* [TEXT BLOCK]
★ ★ ★ ★
Uncorked is a 2020 American drama film, written and directed by Prentice Penny. It stars Mamoudou Athie, Courtney B. Vance, Niecy Nash, Matt McGorry, Sasha Compère, Gil Ozeri, Kelly Jenrette, Bernard David Jones, Melisia Lomax and Meera Rohit Kumbhani.

It was released on March 27, 2020, by Netflix.

Plot 
Elijah works at a wine business and at his family's local barbecue restaurant, where his father Louis and mother Sylvia also work. Louis expects Elijah to take over the business someday but he is not interested.

On a date, Elijah tells Tanya about how he became interested in wine, and expresses his aspiration of becoming a master sommelier. Tanya encourages him to pursue his dream. Elijah takes an entrance exam for the Master Sommelier program and passes it, earning admittance to a sommelier school.

The class is invited to an exchange program in Paris, but Elijah realizes he won't be able to afford it. Classmate Harvard agrees to split with him and Elijah raises the rest of the money he needs through fundraising. While in Paris, Elijah learns about Sylvia's cancer diagnosis, but she tells him to stay in France and wires him money despite Louis's disapproval.

Sylvia dies, and Elijah returns home for the funeral. He begins missing classes for his sommelier program in order to help Louis at the family restaurant. Eventually, Elijah is forced to withdraw from the program.

Louis gives in and, with Tanya, helps Elijah study for the master sommelier exam. Elijah takes his exam and later finds out that he did not pass. He returns to his two jobs. Sometime thereafter, Elijah reenrolls in the sommelier program.
★ ★ ★ ★
* [AVAILABLE DATA]
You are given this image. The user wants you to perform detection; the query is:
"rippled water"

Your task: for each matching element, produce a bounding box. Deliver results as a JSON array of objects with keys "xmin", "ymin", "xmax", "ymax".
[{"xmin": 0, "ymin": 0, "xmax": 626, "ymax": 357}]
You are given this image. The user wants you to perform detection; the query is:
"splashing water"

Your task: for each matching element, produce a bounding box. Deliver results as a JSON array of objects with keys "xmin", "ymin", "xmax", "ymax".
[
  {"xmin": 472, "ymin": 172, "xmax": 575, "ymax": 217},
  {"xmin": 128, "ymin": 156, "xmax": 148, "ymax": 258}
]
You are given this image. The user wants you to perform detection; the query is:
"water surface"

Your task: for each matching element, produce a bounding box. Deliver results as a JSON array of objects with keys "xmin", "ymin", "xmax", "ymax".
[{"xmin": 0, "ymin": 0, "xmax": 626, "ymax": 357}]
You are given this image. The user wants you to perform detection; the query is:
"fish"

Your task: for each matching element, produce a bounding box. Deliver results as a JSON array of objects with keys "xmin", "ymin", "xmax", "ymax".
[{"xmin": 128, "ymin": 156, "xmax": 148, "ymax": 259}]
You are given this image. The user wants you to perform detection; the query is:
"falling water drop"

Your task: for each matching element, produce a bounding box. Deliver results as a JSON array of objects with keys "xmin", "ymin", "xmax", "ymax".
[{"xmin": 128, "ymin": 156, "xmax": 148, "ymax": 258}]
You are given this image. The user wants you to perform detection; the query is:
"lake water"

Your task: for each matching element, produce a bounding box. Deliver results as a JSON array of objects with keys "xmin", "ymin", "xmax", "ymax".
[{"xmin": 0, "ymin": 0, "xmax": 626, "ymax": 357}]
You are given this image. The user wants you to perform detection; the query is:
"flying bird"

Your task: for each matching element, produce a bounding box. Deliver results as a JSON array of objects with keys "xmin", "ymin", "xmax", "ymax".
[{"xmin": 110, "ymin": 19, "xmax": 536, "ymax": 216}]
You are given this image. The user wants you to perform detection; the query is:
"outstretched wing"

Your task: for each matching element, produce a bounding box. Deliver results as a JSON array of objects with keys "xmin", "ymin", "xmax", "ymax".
★ ★ ★ ★
* [BRIEF A]
Which characters does the Plot section of the Uncorked summary name? List each one.
* [BRIEF B]
Print the passage of the Uncorked summary starting with "It was released" and going on through "a sommelier school.".
* [BRIEF C]
According to the Uncorked summary, on what date did Netflix release the film?

* [YOUR SOLUTION A]
Elijah, Louis, Sylvia, Tanya, Harvard

* [YOUR SOLUTION B]
It was released on March 27, 2020, by Netflix.

Plot 
Elijah works at a wine business and at his family's local barbecue restaurant, where his father Louis and mother Sylvia also work. Louis expects Elijah to take over the business someday but he is not interested.

On a date, Elijah tells Tanya about how he became interested in wine, and expresses his aspiration of becoming a master sommelier. Tanya encourages him to pursue his dream. Elijah takes an entrance exam for the Master Sommelier program and passes it, earning admittance to a sommelier school.

* [YOUR SOLUTION C]
March 27, 2020